**Task directions**. Carry none of the pictures over; set down the material below exactly.
+++ Information provided
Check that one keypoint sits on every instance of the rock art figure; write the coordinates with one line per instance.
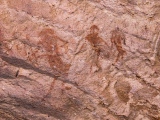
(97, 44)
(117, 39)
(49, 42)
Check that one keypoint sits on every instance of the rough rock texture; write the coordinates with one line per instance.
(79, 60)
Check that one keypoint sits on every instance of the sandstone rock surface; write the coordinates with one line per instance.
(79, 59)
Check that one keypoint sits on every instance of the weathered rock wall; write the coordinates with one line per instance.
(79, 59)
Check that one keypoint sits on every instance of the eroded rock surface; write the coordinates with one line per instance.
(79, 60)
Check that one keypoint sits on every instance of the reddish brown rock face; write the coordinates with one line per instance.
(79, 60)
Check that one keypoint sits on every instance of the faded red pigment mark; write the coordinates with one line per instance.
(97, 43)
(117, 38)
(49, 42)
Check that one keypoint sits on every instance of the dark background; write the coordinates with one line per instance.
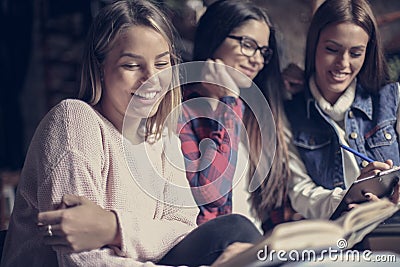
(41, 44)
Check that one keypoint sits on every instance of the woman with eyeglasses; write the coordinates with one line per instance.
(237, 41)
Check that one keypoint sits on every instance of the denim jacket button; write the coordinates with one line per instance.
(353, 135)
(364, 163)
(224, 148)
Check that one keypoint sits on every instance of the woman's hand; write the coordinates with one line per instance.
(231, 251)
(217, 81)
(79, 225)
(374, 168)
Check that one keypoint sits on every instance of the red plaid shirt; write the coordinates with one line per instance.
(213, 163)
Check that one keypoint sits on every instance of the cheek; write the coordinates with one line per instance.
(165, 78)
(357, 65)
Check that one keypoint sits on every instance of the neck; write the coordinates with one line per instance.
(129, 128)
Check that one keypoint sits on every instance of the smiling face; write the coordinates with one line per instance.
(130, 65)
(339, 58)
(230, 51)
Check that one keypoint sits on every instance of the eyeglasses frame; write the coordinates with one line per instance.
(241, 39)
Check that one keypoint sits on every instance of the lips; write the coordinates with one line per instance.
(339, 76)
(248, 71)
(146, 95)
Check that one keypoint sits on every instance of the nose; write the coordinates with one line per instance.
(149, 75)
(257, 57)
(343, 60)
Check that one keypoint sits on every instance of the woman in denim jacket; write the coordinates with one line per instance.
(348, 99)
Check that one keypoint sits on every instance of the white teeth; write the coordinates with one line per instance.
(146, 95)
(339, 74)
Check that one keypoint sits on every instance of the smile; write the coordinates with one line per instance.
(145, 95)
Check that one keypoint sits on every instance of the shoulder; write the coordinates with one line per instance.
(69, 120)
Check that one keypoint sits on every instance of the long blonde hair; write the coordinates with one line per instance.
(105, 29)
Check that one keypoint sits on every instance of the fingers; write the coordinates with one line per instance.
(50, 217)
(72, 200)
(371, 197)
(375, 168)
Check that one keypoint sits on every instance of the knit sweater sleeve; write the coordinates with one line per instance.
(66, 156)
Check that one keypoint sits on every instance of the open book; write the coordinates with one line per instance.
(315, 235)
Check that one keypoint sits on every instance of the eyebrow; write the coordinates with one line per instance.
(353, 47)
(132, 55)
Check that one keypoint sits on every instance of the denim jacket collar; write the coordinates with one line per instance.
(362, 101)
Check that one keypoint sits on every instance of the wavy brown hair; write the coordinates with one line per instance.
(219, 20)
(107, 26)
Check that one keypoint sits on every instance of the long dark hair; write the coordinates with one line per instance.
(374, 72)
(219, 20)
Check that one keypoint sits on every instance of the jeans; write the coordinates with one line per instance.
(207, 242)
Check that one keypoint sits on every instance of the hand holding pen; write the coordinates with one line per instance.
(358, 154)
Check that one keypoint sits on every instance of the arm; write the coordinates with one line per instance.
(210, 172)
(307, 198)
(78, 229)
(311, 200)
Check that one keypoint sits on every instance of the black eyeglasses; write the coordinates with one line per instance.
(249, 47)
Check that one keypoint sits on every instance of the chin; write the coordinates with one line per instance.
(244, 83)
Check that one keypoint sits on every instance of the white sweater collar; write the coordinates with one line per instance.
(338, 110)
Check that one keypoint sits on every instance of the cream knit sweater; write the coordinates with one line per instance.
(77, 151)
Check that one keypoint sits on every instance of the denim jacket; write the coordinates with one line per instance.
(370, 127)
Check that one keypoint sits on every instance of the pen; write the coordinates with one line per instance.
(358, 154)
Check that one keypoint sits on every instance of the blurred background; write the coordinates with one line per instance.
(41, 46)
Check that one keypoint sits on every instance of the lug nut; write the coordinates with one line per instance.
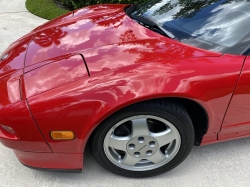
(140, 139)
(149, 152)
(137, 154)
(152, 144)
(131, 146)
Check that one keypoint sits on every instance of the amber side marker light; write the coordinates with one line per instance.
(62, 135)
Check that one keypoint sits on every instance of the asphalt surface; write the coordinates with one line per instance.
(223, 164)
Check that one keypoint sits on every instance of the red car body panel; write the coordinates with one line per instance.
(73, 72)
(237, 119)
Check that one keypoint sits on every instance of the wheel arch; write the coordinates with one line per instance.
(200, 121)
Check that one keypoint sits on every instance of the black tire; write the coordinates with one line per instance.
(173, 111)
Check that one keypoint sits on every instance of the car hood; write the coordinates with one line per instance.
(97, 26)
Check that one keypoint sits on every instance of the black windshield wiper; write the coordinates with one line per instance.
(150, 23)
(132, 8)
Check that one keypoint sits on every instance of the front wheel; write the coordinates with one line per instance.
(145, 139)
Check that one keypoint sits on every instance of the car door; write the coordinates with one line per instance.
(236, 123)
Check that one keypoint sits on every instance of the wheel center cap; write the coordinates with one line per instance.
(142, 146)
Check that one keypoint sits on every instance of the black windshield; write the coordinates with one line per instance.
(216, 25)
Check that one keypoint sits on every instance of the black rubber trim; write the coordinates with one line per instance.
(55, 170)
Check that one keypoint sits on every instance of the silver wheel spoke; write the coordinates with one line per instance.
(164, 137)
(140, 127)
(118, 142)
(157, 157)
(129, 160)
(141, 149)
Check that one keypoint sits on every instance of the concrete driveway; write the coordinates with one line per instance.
++++++
**Correct response**.
Check that one keypoint sits on every instance of the rock art figure; write the coordinates with one line per instance.
(97, 44)
(117, 39)
(49, 42)
Check that one keypoint sits on every instance of the rough rock texture; write the coordinates with one line per instance.
(79, 60)
Check that one keypoint sits on every instance of the sandstone rock surface; write the coordinates with one line per instance.
(79, 59)
Check that one keypoint sits on every instance of the weathered rock wall; write the coordinates with one line per instance.
(79, 59)
Check that one keypoint sits on every instance of the eroded rock surface; write the coordinates with one line per instance.
(79, 60)
Check that one keypoint sits on every instance of the reddish brown rock face; write the coordinates with one line per instance.
(79, 60)
Check that one keypoint sits on every instance of the faded red pigment mark; write the coordinates with one line per instance.
(97, 43)
(117, 38)
(49, 42)
Check that one keypoint sits on every instance of the dark background; write the coordinates with one line per instance.
(41, 44)
Check that one keypoint sits on every instance of the woman with eyeglasses; write the coordinates with one line per instance.
(237, 41)
Check that one keypoint sits on every instance of the denim jacket button; write the coordinates with one line per instance.
(353, 135)
(364, 163)
(224, 148)
Check that one keypoint sits on every instance of the woman's hand; write the coordinates with one line per instance.
(231, 251)
(217, 81)
(79, 225)
(374, 168)
Check that one keypoint sits on every instance of the red plaid shirt; write the coordinates with one line per instance.
(213, 163)
Check that one keypoint sits on every instance of the cheek; write the coordinates with one line per instance.
(165, 78)
(357, 65)
Check that one keypoint sits on every instance of the neck; write the coordinates with one line per instance.
(129, 128)
Check that one keypoint sits on every instance of the smiling face; write the coordinates with one line per instance.
(130, 65)
(339, 58)
(230, 51)
Check that one keypoint sits on every instance of the eyeglasses frame; write the coordinates with one line per instance.
(241, 39)
Check that one keypoint sits on every instance of the lips; write the coordinates with one line per instance.
(339, 76)
(248, 71)
(146, 95)
Check that one keypoint sits on every instance of the nose; write the coordinates with one line per instance.
(149, 75)
(257, 57)
(343, 60)
Check that one keypoint sits on every instance of the woman in denim jacket; write the coordinates with one line per instance.
(348, 99)
Check that one keypoint sits on every instance of the white teeth; write the coordinates with one line per instance.
(146, 95)
(339, 74)
Check that one keypoint sits on every instance of the smile; write the coordinates with one line per instance.
(145, 95)
Check that one keypoint sits on every instance of the shoulder; write the coordinates with one line per instance.
(69, 120)
Check that one keypoint sits on every instance of the long blonde hair; write the coordinates with one line per instance.
(105, 29)
Check that one keypoint sits on every instance of the fingers; write the coordinates with one line per instance.
(50, 217)
(72, 200)
(371, 197)
(375, 168)
Check that one keypoint sits on every instance of the knit sweater sleeve; write the coordinates with one line per instance.
(66, 156)
Check that one keypoint sits on every instance of the open book; write the coordinates with one line per instance.
(315, 235)
Check that one keypoint sits on every instance of the eyebrow; write the coordinates with one line per instance.
(353, 47)
(132, 55)
Check that one keypoint sits on every instance of the denim jacket collar; write the coordinates with one line per instance.
(362, 101)
Check that one keypoint sits on every instance of the wavy brown hair; write the coordinates with one line per instance.
(219, 20)
(107, 26)
Check that one keypoint sits on every instance of the long dark hair; write the coordinates with one line per instance.
(374, 72)
(219, 20)
Check that one keypoint sits on every instance of the jeans; write the coordinates with one line per instance.
(207, 242)
Check that one keypoint sits on every instance of the hand holding pen; write the coordinates with one line per instance.
(358, 154)
Check that one keypoint sits on every instance of the arm; write the coordinates with one line per instance.
(210, 172)
(307, 198)
(78, 229)
(311, 200)
Check that one keypoint sits on every instance of the black eyeglasses; write the coordinates with one line per instance.
(249, 47)
Check that one keypoint sits on every instance of the chin; write the coordinates with one line per instance.
(244, 83)
Check that one keypoint sits on every instance of the white sweater collar; write the coordinates with one line per instance.
(338, 110)
Check that one keypoint sits on every instance of the cream knit sweater; write the coordinates with one line per instance.
(77, 151)
Check that one keypoint sits on every instance of the denim jacket; write the coordinates with one line per instance.
(370, 127)
Check that one keypoint sits on every instance of the pen; write the coordinates with one line per instance.
(358, 154)
Check that one keypoint sits on every instance of the blurred background; write the coordinates with one line per instance.
(41, 46)
Check that one keypoint sits on every instance of the lug nut; write the coordinates with one line per instance.
(140, 139)
(149, 152)
(137, 154)
(152, 144)
(131, 146)
Check that one keypoint sits on every instance of the amber side marker light; write the coordinates with one line per instance.
(62, 135)
Check that one keypoint sits on every instance of the asphalt surface; write the coordinates with one line per instance.
(223, 164)
Check that one keypoint sits on every instance of the red car body panel; write the coordinates with one line per instance.
(73, 72)
(237, 119)
Check that one keypoint sits on every instance of the wheel arch; write the coordinates with one line per instance.
(200, 121)
Check that one keypoint sits on every instance of the black tire; write the coordinates with one line per instance.
(173, 111)
Check that one keypoint sits on every instance of the car hood; write the coordinates with one line per instance.
(97, 26)
Check that one keypoint sits on every instance of the black windshield wiper; write the coordinates with one line per instance.
(150, 23)
(132, 8)
Check that one keypoint sits on every instance of the front wheel; write the coordinates with one line per instance.
(145, 139)
Check that one keypoint sits on every instance of the car door; write the coordinates with one line per instance.
(236, 123)
Check that one keypoint sits on every instance of the wheel center cap; write the coordinates with one line per instance.
(142, 146)
Check that one keypoint sits on every instance of the black windshield; write the coordinates with one line per instance.
(216, 25)
Check that one keypoint sits on every instance of the black rubber trim; write the coordinates with one line per instance.
(55, 170)
Check that one keypoint sits on every instance of the silver wheel spoke; write the coordinates with one line per instance.
(164, 137)
(140, 127)
(118, 142)
(157, 157)
(129, 160)
(141, 149)
Check that one keypoint sits on every instance of the concrete driveway; write the coordinates with one line per instance.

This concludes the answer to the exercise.